:: Instruction 1 ::
Translate this sentence from the database upgrade report into Spanish: "The reimport of the database is going to take 7 hours."

—————

Description Paul Edmon 2022-07-12 04:28:41 MDT

We attempted to upgrade to 22.05.2 from 21.08.8-2 yesterday.  After several hours waiting for the database to upgrade the upgrade failed due to the system running out of space.  I've attached the logs.  The failure happens around 23:12:39.  The upgrade itself had run since 11:15.  The database in question is about 586 GB uncompressed.  We have mysql compression turned and so its 198 GB on disk when running.  The upgrade however caused the host it is on to run out of its 800 GB of space:

[root@holy-slurm02 backup]# df -h /
Filesystem               Size  Used Avail Use% Mounted on
/dev/mapper/centos-root  893G  383G  510G  43% /

I'm going to reimport our old database and revert to 21.08.8-2 as our cluster has been down since yesterday morning due to the upgrade.  We will need a path forward though as under 21.08.8-2 we were suffering from deadlock issues when the database did its monthly purge, so we disabled that to bridge until 22.05.2 which in theory could handle the purge more smoothly.  As such our database keeps growing in size and will only become more difficult to upgrade.

I've attached the logs from the system.  Let me know what other information you need from me.

Comment 1 Paul Edmon 2022-07-12 04:33:00 MDT

Created attachment 25828 [details]
slurmdbd log from upgrade

Comment 2 Paul Edmon 2022-07-12 04:35:12 MDT

Created attachment 25829 [details]
mariadb log from upgrade

Comment 3 Paul Edmon 2022-07-12 04:35:33 MDT

Created attachment 25830 [details]
messages from upgrade

Comment 4 Paul Edmon 2022-07-12 06:01:58 MDT

The reimport of the database is going to take 7 hours.  We've already burned a day on this so if we can figure out a route forward I'd rather just finish the upgrade and move on rather than reimport, downgrade and the reupgrade at a later date which will likely take as long.

What is taking up most of the space in the database are the job_env and job_scripts.  Can I just drop those columns from the database, recreate them as empty and then do the upgrade?  Would that work?  I don't actually care that much about the data in job_env and job_scripts as we use it mainly for debugging jobs and I can afford to drop what is in there for now.

I'm going to bump the importance to this to inoperable because we are currently dead in the water until this database reimport is done and I'd like to actually see if we can get this upgrade through.

—————

:: Instruction 2 ::
Arrange lines from the rows below as a JSON list of strings, one string per line, with blank lines omitted. Begin at the row line that contains "of the swimming" and stop after the final line of the rows.

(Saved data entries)
—————

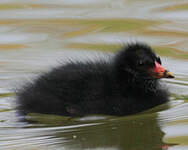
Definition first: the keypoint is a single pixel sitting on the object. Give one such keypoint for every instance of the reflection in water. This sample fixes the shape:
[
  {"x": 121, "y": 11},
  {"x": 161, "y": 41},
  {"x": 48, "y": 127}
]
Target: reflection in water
[
  {"x": 125, "y": 133},
  {"x": 133, "y": 133},
  {"x": 34, "y": 36}
]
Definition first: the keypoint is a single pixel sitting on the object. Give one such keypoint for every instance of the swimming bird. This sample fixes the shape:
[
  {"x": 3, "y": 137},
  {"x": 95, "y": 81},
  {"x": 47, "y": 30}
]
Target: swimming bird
[{"x": 127, "y": 83}]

—————

:: Full output 1 ::
La reimportación de la base de datos va a tardar 7 horas.

:: Full output 2 ::
[
  "Definition first: the keypoint is a single pixel sitting on the object. Give one such keypoint for every instance of the swimming bird. This sample fixes the shape:",
  "[",
  "  {\"x\": 3, \"y\": 137},",
  "  {\"x\": 95, \"y\": 81},",
  "  {\"x\": 47, \"y\": 30}",
  "]",
  "Target: swimming bird",
  "[{\"x\": 127, \"y\": 83}]"
]